**GIVEN TASK A**
Convert the lines of the listing into a JSON list of strings, one string per line and blank lines omitted. Begin at the line of the listing that contains "trouser in this photo." and stop after the listing's last line.

--- SOURCE EXCERPT ---

Welsh 0-6-2T locomotives were a standard steam locomotive of the railways of South Wales. Many of the independent railways used them and, at the grouping of 1923, the survivors passed into Great Western Railway (GWR) stock. The GWR perpetuated the type in the GWR 5600 Class. The other major railway company in Wales, the LNWR, also had the LNWR Webb Coal Tank Class, though this was grouped into the LMS not the GWR.

Overview
The railways of South Wales seem to have had a particular liking for the 0-6-2T type. This was because the nature of the work they undertook demanded high adhesive weight, plenty of power with good braking ability, but no need for outright speed, nor large tanks or bunker as the distances from pit to port were short.  These Welsh locomotives were taken over by the GWR at the grouping in 1923 and many were rebuilt with GWR taper boilers.

Numbering
Many Welsh 0-6-2T locomotives passed into British Railways (BR) ownership in 1948 and these included (with some gaps in numbering). GWR engines all retained their numbers upon nationalisation.

--- ENTRIES SHOWN ---

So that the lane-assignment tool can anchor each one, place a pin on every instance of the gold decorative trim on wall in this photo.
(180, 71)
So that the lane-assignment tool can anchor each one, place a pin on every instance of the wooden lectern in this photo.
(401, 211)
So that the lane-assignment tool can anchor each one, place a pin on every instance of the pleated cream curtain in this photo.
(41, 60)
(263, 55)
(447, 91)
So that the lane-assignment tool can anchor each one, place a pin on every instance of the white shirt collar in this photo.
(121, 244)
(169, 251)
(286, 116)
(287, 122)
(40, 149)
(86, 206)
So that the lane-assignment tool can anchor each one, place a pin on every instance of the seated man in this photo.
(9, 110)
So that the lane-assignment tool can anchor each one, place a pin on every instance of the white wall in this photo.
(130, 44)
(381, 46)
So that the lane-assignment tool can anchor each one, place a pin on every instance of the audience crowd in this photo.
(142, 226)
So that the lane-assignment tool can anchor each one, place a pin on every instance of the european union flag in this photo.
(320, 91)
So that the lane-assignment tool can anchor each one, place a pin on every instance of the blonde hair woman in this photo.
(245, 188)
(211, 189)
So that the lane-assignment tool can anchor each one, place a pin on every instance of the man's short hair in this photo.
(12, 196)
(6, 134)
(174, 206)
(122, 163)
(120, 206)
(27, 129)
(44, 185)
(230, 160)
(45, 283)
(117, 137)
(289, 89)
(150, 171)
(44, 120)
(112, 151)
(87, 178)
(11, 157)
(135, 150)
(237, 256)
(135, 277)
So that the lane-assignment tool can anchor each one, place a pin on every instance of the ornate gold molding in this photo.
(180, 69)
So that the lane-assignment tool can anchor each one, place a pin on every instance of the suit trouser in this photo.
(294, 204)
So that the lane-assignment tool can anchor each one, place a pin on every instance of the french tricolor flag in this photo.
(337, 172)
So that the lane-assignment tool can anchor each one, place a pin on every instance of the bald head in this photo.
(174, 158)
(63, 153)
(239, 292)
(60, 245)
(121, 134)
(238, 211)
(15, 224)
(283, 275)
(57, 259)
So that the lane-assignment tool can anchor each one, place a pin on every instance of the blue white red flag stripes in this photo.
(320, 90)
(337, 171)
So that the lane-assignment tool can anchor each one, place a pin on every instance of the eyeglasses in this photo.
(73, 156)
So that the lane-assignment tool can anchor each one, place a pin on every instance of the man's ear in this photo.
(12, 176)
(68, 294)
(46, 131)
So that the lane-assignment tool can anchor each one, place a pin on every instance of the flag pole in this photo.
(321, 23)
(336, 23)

---

**GIVEN TASK B**
From the text on Welsh 0-6-2T locomotives, output the passage that begins at the words "Welsh 0-6-2T locomotives were" and ends after the words "GWR taper boilers.", copied word for word.

**ANSWER A**
[
  "So that the lane-assignment tool can anchor each one, place a pin on every instance of the suit trouser in this photo.",
  "(294, 204)",
  "So that the lane-assignment tool can anchor each one, place a pin on every instance of the french tricolor flag in this photo.",
  "(337, 172)",
  "So that the lane-assignment tool can anchor each one, place a pin on every instance of the bald head in this photo.",
  "(174, 158)",
  "(63, 153)",
  "(239, 292)",
  "(60, 245)",
  "(121, 134)",
  "(238, 211)",
  "(15, 224)",
  "(283, 275)",
  "(57, 259)",
  "So that the lane-assignment tool can anchor each one, place a pin on every instance of the blue white red flag stripes in this photo.",
  "(320, 90)",
  "(337, 171)",
  "So that the lane-assignment tool can anchor each one, place a pin on every instance of the eyeglasses in this photo.",
  "(73, 156)",
  "So that the lane-assignment tool can anchor each one, place a pin on every instance of the man's ear in this photo.",
  "(12, 176)",
  "(68, 294)",
  "(46, 131)",
  "So that the lane-assignment tool can anchor each one, place a pin on every instance of the flag pole in this photo.",
  "(321, 23)",
  "(336, 23)"
]

**ANSWER B**
Welsh 0-6-2T locomotives were a standard steam locomotive of the railways of South Wales. Many of the independent railways used them and, at the grouping of 1923, the survivors passed into Great Western Railway (GWR) stock. The GWR perpetuated the type in the GWR 5600 Class. The other major railway company in Wales, the LNWR, also had the LNWR Webb Coal Tank Class, though this was grouped into the LMS not the GWR.

Overview
The railways of South Wales seem to have had a particular liking for the 0-6-2T type. This was because the nature of the work they undertook demanded high adhesive weight, plenty of power with good braking ability, but no need for outright speed, nor large tanks or bunker as the distances from pit to port were short.  These Welsh locomotives were taken over by the GWR at the grouping in 1923 and many were rebuilt with GWR taper boilers.